Stored data entries:
.....

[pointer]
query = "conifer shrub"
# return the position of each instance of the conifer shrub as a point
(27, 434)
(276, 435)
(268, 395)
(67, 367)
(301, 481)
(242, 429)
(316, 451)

.....

The response should be an exact copy of the lines from the one with "# return the" through the end of the data, with no other text.

# return the position of each instance of the conifer shrub as a point
(27, 434)
(276, 435)
(268, 395)
(67, 367)
(301, 481)
(242, 429)
(316, 451)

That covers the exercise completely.